Exercise prompt: Reproduce word for word the stretch of lines from the one containing "sidewalk for yield estimation." through the last line, including both ends.

-- BEGIN --

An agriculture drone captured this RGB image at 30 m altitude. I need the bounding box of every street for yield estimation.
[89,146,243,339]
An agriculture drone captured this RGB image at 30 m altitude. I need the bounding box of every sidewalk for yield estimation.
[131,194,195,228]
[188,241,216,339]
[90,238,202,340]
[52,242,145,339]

-- END --

Full response:
An agriculture drone captured this RGB image at 30 m altitude. I need the bounding box of every sidewalk for yield estimation.
[131,194,195,228]
[188,241,216,339]
[90,238,202,340]
[52,242,145,339]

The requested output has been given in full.